Top of EXTRACTED INFORMATION

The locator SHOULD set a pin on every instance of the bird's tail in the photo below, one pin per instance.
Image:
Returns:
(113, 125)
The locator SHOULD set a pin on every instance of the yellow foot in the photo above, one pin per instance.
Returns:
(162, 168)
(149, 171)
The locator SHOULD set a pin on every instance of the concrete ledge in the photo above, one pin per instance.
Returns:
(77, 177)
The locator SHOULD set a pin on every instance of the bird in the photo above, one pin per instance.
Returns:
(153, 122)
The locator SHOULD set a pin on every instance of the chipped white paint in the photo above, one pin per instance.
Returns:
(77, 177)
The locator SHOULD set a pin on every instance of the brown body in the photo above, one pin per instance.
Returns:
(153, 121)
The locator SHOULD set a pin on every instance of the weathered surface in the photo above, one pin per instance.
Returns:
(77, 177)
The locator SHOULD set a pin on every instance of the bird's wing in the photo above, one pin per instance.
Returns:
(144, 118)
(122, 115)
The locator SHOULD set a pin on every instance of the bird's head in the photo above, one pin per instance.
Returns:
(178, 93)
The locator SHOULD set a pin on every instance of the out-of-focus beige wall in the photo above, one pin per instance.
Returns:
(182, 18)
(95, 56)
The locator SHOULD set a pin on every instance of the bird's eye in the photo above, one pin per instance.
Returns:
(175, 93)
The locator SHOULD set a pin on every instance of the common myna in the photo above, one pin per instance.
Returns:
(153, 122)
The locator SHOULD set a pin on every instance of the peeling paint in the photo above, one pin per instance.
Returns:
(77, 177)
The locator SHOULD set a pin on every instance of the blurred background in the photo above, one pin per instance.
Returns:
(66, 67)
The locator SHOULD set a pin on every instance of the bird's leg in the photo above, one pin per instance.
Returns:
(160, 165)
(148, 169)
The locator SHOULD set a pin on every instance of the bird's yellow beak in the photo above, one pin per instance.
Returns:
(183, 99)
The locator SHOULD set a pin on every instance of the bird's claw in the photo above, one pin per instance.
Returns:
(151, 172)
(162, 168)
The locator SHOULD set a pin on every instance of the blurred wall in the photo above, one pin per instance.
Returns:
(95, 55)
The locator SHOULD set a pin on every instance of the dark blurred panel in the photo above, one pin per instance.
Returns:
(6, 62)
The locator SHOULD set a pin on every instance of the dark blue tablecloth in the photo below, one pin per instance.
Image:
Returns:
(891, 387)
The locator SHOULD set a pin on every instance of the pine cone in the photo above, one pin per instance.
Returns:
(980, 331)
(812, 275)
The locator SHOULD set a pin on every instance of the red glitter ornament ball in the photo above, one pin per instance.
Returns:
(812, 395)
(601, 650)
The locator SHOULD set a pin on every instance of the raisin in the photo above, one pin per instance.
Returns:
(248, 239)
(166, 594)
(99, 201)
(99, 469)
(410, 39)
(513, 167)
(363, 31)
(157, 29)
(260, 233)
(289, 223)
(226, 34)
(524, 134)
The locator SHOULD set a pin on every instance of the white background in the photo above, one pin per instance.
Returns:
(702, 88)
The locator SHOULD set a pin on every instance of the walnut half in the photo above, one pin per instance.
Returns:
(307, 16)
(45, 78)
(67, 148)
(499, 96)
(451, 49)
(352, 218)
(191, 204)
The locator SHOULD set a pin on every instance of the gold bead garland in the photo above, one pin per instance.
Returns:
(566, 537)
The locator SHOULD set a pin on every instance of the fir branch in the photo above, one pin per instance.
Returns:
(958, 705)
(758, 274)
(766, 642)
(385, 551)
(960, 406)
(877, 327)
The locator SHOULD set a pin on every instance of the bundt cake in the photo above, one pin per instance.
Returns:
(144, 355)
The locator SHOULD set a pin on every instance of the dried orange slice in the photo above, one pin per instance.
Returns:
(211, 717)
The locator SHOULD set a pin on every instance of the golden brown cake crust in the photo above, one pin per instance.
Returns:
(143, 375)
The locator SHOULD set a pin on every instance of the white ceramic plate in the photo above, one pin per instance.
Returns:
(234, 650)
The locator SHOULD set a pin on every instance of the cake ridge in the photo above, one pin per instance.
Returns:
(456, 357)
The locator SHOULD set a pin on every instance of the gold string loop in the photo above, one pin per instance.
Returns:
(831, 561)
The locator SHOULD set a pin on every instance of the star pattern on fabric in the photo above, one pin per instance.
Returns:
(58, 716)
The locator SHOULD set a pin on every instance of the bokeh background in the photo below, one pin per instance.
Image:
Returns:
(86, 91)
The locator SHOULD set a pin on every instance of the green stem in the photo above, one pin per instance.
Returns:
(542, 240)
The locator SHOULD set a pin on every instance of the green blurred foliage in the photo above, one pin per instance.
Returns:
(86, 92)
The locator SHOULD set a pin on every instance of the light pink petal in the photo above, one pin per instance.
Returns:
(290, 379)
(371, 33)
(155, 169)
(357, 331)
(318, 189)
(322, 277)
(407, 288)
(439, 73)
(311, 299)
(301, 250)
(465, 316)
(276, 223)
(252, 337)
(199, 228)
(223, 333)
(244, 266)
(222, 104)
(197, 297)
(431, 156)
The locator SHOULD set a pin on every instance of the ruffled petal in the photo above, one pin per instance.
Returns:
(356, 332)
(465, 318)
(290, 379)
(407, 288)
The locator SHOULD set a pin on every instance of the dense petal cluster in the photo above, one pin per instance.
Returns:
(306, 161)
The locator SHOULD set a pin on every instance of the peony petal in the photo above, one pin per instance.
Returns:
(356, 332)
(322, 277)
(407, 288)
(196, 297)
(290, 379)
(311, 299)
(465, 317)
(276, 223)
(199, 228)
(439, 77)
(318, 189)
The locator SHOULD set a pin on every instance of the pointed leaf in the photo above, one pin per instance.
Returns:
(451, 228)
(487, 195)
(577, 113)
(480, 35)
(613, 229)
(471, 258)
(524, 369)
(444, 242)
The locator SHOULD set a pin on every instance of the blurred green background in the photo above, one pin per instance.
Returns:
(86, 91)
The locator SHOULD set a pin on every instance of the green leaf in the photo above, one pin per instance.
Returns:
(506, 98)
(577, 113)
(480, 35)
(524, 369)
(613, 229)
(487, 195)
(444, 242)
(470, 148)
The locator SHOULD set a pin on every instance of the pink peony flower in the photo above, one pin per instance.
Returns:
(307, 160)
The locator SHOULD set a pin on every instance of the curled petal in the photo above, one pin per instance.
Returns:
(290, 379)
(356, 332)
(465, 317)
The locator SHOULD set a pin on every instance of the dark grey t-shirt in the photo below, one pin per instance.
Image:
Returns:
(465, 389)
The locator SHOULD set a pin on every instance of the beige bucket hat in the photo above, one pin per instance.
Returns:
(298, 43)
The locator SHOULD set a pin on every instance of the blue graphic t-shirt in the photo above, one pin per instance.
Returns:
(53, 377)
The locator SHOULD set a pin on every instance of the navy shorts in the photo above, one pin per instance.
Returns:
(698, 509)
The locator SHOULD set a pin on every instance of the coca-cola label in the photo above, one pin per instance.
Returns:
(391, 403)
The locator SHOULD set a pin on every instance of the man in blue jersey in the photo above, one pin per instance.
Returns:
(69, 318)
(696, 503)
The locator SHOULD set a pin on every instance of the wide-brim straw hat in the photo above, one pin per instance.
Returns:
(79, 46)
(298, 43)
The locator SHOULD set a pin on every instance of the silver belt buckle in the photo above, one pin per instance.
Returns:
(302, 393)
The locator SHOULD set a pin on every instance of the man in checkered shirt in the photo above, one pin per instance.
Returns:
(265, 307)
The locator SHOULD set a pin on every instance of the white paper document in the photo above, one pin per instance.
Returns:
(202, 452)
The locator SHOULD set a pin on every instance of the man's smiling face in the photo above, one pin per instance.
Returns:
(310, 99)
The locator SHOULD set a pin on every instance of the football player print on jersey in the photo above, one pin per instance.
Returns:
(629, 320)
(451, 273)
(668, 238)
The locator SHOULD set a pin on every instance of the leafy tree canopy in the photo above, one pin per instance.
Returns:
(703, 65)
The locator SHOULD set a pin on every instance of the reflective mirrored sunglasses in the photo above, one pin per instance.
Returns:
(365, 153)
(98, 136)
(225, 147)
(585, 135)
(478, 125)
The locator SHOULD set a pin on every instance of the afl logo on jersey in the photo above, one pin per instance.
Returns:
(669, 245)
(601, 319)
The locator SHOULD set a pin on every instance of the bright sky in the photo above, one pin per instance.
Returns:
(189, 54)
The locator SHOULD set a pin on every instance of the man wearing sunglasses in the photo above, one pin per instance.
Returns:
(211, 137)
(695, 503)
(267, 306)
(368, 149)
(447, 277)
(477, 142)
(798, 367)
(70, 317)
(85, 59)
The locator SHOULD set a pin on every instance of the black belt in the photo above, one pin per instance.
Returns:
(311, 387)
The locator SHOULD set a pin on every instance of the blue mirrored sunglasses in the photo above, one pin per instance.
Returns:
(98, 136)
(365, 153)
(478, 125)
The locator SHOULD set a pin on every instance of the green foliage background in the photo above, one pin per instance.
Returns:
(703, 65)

Bottom of EXTRACTED INFORMATION

## WHAT IS EXPECTED
From the data, list each line in which the string "belt" appears.

## EXERCISE RESPONSE
The locator SHOULD set a pin on every instance of the silver belt buckle in the photo above, one pin per instance.
The locator SHOULD set a pin on every instance of the black belt in the photo above, one pin per instance.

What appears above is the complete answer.